**Task goal**
Word for word, copy all the data and drop the pictures.

____________

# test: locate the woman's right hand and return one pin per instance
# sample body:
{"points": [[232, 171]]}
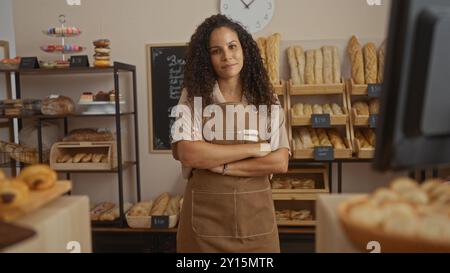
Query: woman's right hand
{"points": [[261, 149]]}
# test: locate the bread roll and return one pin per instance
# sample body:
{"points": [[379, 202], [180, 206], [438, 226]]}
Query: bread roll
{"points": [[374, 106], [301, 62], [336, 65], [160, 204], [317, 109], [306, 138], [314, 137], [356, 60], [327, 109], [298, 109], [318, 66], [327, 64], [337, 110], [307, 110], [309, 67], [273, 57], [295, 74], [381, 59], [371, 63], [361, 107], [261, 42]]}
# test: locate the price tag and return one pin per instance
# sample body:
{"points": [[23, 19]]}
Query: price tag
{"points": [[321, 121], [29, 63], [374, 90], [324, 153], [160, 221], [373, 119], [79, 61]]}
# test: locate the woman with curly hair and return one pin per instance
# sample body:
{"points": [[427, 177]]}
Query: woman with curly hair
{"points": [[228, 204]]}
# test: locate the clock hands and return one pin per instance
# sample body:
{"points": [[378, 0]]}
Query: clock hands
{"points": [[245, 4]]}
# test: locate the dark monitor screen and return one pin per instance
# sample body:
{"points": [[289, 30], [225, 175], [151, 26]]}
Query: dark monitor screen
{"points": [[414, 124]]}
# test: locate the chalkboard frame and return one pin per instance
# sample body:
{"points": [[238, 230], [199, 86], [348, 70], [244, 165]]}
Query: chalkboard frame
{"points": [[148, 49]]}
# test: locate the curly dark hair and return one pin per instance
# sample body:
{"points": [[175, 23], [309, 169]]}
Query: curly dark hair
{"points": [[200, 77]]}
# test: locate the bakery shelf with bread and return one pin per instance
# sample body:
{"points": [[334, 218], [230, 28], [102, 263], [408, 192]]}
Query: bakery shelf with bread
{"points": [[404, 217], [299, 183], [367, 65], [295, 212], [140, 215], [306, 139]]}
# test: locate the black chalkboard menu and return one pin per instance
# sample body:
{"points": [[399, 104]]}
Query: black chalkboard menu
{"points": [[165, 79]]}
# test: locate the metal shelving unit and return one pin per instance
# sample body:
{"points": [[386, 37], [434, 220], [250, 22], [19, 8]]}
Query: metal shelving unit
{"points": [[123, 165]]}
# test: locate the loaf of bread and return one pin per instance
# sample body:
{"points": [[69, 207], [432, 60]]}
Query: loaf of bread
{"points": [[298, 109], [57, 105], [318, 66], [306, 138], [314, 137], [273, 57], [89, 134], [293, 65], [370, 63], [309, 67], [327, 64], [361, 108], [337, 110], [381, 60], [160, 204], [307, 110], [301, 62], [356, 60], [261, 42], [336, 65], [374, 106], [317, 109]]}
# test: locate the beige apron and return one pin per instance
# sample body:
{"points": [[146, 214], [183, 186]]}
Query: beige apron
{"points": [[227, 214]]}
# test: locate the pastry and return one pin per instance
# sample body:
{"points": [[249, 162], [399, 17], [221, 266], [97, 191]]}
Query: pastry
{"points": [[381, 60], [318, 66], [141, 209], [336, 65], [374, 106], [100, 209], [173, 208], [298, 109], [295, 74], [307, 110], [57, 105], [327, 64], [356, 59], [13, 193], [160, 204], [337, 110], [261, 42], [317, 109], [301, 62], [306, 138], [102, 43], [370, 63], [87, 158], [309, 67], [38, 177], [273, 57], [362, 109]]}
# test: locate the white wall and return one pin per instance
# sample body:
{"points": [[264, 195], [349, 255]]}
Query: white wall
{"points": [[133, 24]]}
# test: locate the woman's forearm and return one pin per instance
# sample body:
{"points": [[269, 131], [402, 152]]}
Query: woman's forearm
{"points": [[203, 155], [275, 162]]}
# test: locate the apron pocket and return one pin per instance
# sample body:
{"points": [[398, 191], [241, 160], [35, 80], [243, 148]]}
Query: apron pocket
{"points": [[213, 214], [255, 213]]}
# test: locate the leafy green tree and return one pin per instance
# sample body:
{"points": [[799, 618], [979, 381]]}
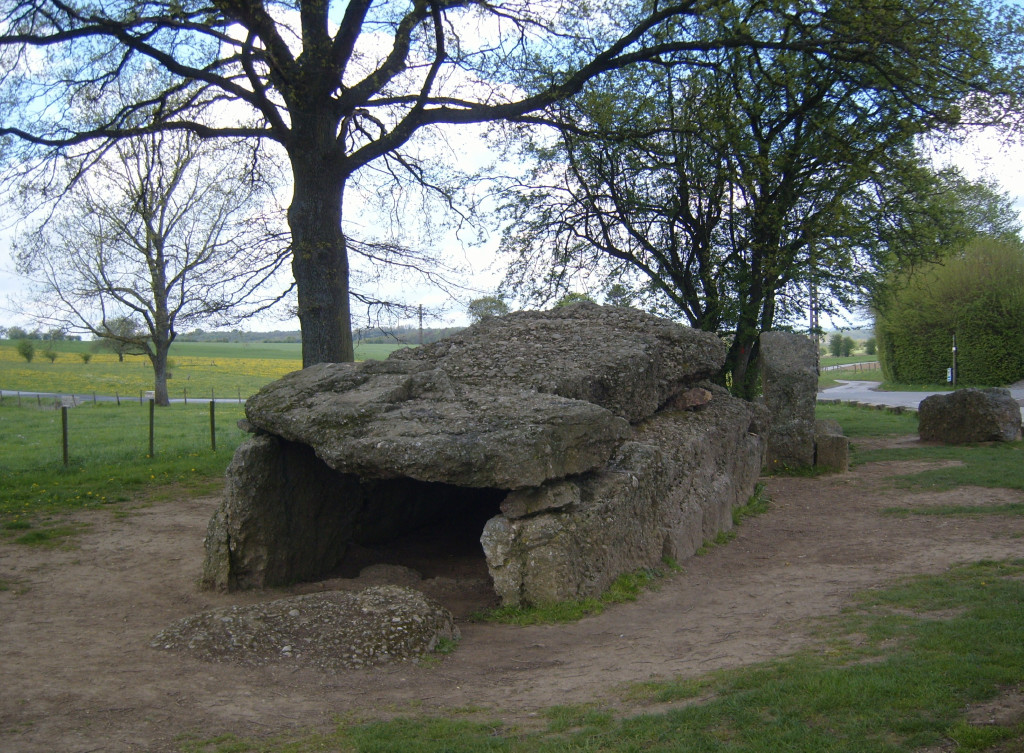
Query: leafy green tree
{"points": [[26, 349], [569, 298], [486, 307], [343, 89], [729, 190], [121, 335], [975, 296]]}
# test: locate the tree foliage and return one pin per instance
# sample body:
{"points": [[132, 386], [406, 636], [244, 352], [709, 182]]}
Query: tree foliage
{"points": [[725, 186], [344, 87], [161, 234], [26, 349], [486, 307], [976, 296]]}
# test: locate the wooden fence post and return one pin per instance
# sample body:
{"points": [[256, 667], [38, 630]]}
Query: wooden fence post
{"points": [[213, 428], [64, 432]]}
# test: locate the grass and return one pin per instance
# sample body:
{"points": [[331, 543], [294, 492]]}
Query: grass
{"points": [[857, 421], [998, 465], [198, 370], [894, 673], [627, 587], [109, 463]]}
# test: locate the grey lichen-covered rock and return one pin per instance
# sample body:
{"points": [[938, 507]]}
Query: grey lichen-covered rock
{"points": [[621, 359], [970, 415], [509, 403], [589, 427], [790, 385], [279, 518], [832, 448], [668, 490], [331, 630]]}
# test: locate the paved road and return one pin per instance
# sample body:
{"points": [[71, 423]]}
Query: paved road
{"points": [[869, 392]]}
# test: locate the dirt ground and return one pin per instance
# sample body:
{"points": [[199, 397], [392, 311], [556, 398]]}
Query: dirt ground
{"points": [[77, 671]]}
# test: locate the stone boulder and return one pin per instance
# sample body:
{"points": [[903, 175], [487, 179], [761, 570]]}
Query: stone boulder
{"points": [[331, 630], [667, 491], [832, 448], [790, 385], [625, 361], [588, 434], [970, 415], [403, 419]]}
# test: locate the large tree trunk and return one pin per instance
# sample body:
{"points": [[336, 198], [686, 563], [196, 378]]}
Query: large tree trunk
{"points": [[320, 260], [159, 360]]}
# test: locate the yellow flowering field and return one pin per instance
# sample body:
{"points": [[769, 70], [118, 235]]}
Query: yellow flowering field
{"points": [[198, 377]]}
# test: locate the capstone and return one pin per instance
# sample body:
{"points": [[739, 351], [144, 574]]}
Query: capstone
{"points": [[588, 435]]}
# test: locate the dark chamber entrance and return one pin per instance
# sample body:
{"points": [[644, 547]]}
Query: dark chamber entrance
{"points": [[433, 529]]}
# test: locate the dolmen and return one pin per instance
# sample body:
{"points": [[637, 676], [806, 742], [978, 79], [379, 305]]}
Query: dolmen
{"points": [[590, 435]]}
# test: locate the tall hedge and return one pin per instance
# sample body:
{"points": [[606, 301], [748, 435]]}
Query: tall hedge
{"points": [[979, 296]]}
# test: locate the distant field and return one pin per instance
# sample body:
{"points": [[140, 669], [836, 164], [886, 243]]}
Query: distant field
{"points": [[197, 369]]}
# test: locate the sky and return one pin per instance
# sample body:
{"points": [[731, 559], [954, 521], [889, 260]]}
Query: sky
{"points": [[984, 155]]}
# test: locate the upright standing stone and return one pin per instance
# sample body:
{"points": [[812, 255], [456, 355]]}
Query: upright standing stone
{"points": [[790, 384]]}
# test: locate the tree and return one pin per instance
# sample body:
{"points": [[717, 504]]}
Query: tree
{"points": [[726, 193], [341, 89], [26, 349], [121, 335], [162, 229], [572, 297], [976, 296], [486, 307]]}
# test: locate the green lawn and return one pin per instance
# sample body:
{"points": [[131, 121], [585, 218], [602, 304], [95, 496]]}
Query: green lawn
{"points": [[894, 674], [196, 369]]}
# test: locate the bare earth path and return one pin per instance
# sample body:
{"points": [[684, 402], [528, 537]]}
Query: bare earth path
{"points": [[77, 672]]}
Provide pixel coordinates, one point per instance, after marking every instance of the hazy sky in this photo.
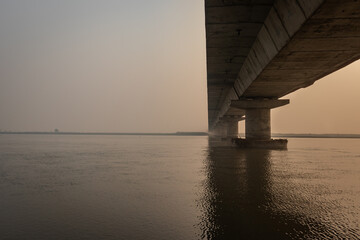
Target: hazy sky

____________

**Written answer**
# test: locate the woman's right hand and return one pin per instance
# sample body:
{"points": [[232, 171]]}
Query: woman's right hand
{"points": [[261, 149]]}
# test: locate the bread roll and return one pin per instance
# sample body:
{"points": [[379, 202], [180, 206], [438, 226]]}
Query: bread roll
{"points": [[374, 106], [301, 62], [336, 65], [160, 204], [317, 109], [306, 138], [314, 137], [356, 60], [327, 109], [298, 109], [318, 66], [327, 64], [337, 110], [307, 110], [309, 67], [273, 57], [295, 74], [381, 59], [371, 63], [361, 107], [261, 42]]}
# test: locate the price tag and return one pin per instance
# sample body:
{"points": [[23, 19]]}
Query: price tag
{"points": [[321, 121], [29, 63], [374, 90], [324, 153], [160, 221], [373, 119], [79, 61]]}
# test: locate the woman with curly hair and return one pin per instance
# sample body:
{"points": [[427, 177]]}
Query: woman with curly hair
{"points": [[228, 204]]}
# test: locate the clock hands and return one pin per instance
# sample body:
{"points": [[378, 0]]}
Query: clock hands
{"points": [[245, 4]]}
# test: locate the dark monitor screen and return one pin per instance
# sample body:
{"points": [[289, 30], [225, 175], [151, 26]]}
Query: dark monitor screen
{"points": [[414, 124]]}
# test: locate the chalkboard frame and return one pin per instance
# sample body:
{"points": [[238, 230], [199, 86], [348, 70], [244, 165]]}
Query: chalkboard frame
{"points": [[148, 49]]}
# test: locate the curly dark hair and return one pin per instance
# sample body:
{"points": [[175, 23], [309, 169]]}
Query: curly dark hair
{"points": [[200, 77]]}
# test: locate the bakery shelf with bread and return one pin per instance
# sample body:
{"points": [[334, 218], [230, 28], [102, 263], [408, 192]]}
Query: bakery shelf with bread
{"points": [[404, 217], [299, 183], [367, 65], [295, 212], [140, 215], [306, 139]]}
# test: locate the black chalkboard menu and return one pin per instance
# sample body:
{"points": [[399, 104]]}
Query: black chalkboard menu
{"points": [[165, 79]]}
# test: locate the metal shelving unit and return one pin per instance
# sample body:
{"points": [[386, 37], [434, 220], [250, 22], [19, 8]]}
Query: metal shelving unit
{"points": [[123, 165]]}
# test: locate the loaf of bread and return one pin per instance
# sample body:
{"points": [[69, 207], [432, 60]]}
Query: loaf of bread
{"points": [[298, 109], [57, 105], [318, 66], [306, 138], [314, 137], [273, 57], [89, 134], [293, 65], [370, 63], [309, 67], [327, 64], [361, 108], [337, 110], [381, 60], [160, 204], [307, 110], [301, 62], [356, 60], [261, 42], [336, 65], [374, 106], [317, 109]]}
# test: locate the beige apron and return one pin per instance
# sample body:
{"points": [[146, 214], [183, 186]]}
Query: beige apron
{"points": [[227, 214]]}
# test: locate the pastry and return one pin per instance
# sample body:
{"points": [[249, 162], [399, 17], [221, 266], [97, 191]]}
Query: pastry
{"points": [[381, 60], [318, 66], [141, 209], [336, 65], [374, 106], [100, 209], [173, 208], [298, 109], [295, 74], [307, 110], [57, 105], [327, 64], [356, 59], [13, 193], [160, 204], [337, 110], [261, 42], [317, 109], [301, 62], [306, 138], [102, 43], [370, 63], [87, 158], [309, 67], [38, 177], [273, 57], [362, 109]]}
# test: locate the white wall and return one pin per instance
# sample body:
{"points": [[264, 195], [349, 255]]}
Query: white wall
{"points": [[133, 24]]}
# test: locate the woman's forearm and return one pin per instance
# sample body:
{"points": [[269, 131], [402, 152]]}
Query: woman's forearm
{"points": [[203, 155], [275, 162]]}
# test: locate the apron pocket and return one pin per instance
# sample body:
{"points": [[398, 191], [241, 160], [35, 80], [243, 148]]}
Query: apron pocket
{"points": [[213, 214], [255, 213]]}
# test: locate the leafy green tree and return one pin per instance
# sample body:
{"points": [[799, 618], [979, 381]]}
Query: leafy green tree
{"points": [[26, 349], [569, 298], [486, 307], [343, 89], [729, 190], [121, 335], [975, 296]]}
# test: locate the tree foliage and return one pin per instance
# sample body:
{"points": [[132, 386], [406, 636], [244, 352], [709, 182]]}
Query: tree foliage
{"points": [[725, 186], [344, 87], [161, 234], [26, 349], [486, 307], [976, 296]]}
# test: locate the wooden fence post and return one pin per instance
# sample body:
{"points": [[256, 667], [38, 630]]}
Query: wooden fence post
{"points": [[213, 428], [64, 432]]}
# test: locate the grass and return one pin per instance
# sample body:
{"points": [[331, 543], [294, 492]]}
Query: grass
{"points": [[857, 421], [998, 465], [198, 370], [894, 673], [627, 587], [109, 463]]}
# test: locate the grey lichen-covered rock and return one pin per instance
# sample body:
{"points": [[938, 507]]}
Query: grey lichen-covered rock
{"points": [[621, 359], [970, 415], [509, 403], [589, 427], [790, 385], [279, 518], [832, 448], [668, 490], [331, 630]]}
# test: locate the paved road and return one pin per instance
# sample body:
{"points": [[71, 423]]}
Query: paved road
{"points": [[869, 392]]}
# test: locate the dirt ground and return one pin per instance
# sample body:
{"points": [[199, 397], [392, 311], [556, 398]]}
Query: dirt ground
{"points": [[77, 671]]}
# test: locate the stone boulder and return one pin per instance
# sample body:
{"points": [[903, 175], [487, 179], [761, 570]]}
Query: stone boulder
{"points": [[331, 630], [667, 491], [832, 448], [790, 385], [625, 361], [588, 434], [970, 415], [403, 419]]}
# test: locate the large tree trunk and return one pin per instance
# sample body:
{"points": [[336, 198], [686, 563], [196, 378]]}
Query: large tree trunk
{"points": [[320, 260], [159, 360]]}
# test: locate the yellow flowering field and return one pin per instance
# sample body:
{"points": [[769, 70], [118, 235]]}
Query: yellow flowering field
{"points": [[198, 377]]}
# test: locate the capstone and return one pin per instance
# sample body:
{"points": [[739, 351], [144, 574]]}
Query: capstone
{"points": [[588, 435]]}
# test: locate the dark chamber entrance and return one pin per instance
# sample body:
{"points": [[644, 547]]}
Query: dark chamber entrance
{"points": [[433, 529]]}
# test: locate the dolmen and return one pin per instance
# sample body:
{"points": [[637, 676], [806, 742], [978, 79], [379, 305]]}
Query: dolmen
{"points": [[590, 435]]}
# test: locate the tall hedge and return one pin per instance
# sample body:
{"points": [[606, 301], [748, 435]]}
Query: tall hedge
{"points": [[979, 296]]}
# test: locate the distant field and return one pin per instance
# sample body:
{"points": [[140, 669], [836, 164], [886, 243]]}
Query: distant field
{"points": [[197, 369]]}
# test: locate the sky and return one pin per instance
# sample body:
{"points": [[731, 559], [954, 521], [889, 260]]}
Query: sky
{"points": [[984, 155]]}
# test: locate the upright standing stone and return one pin per instance
# sample body:
{"points": [[812, 255], [456, 355]]}
Query: upright standing stone
{"points": [[790, 384]]}
# test: locate the tree and return one pin per instance
# sample body:
{"points": [[717, 504]]}
Query: tree
{"points": [[726, 193], [341, 89], [26, 349], [121, 335], [162, 229], [572, 297], [976, 296], [486, 307]]}
# test: locate the green lawn and return one pin per instance
# sample body:
{"points": [[131, 121], [585, 218], [602, 304], [95, 496]]}
Query: green lawn
{"points": [[894, 674], [196, 369]]}
# test: locate the bare earth path and return one pin per instance
# sample body:
{"points": [[684, 402], [528, 537]]}
Query: bare earth path
{"points": [[77, 672]]}
Provide pixel coordinates, one point per instance, after marking every instance of the hazy sky in this photo.
Target: hazy sky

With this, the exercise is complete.